Set problem :: Give back the material below word for word, but leave out the pictures.

Available records ::
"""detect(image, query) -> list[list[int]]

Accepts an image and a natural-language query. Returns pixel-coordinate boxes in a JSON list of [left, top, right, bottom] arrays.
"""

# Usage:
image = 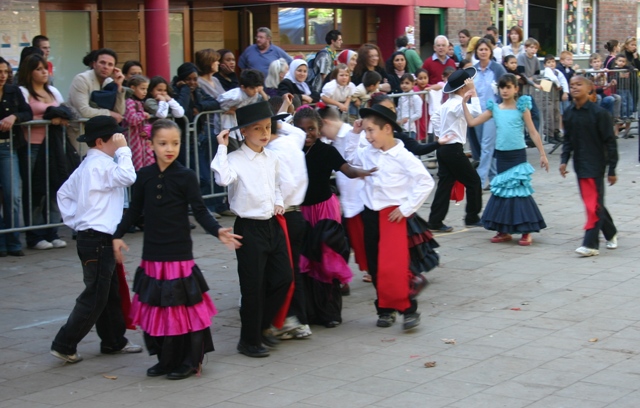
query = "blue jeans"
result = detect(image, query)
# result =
[[51, 230, 127, 354], [618, 88, 634, 119], [18, 142, 62, 248], [0, 143, 22, 251], [474, 119, 496, 187]]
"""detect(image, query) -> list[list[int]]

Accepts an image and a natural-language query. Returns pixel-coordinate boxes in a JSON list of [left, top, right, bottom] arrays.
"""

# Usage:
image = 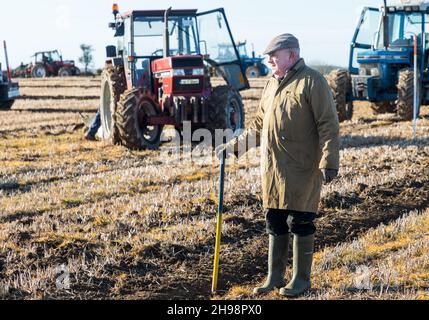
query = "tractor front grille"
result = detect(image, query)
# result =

The output ::
"""detect(image, query) -> list[list[int]]

Accepts an image and a natural-language query. Returns pixel-coordinate boxes in a JSON list of [left, top, right, bottom] arrays.
"""

# Usage:
image = 
query = "blue jeans"
result = detect(image, query)
# result =
[[51, 230, 127, 354], [618, 88, 634, 119], [18, 142, 62, 248], [0, 143, 22, 251], [474, 119, 496, 187]]
"""detect(image, query) -> list[list[int]]

Accepts an image and a natural-language query. Returns pixel-coordinate boxes in a JSON list of [left, top, right, bottom] arrays.
"""

# Usage:
image = 
query = "tractor front grille"
result = detect(image, query)
# result =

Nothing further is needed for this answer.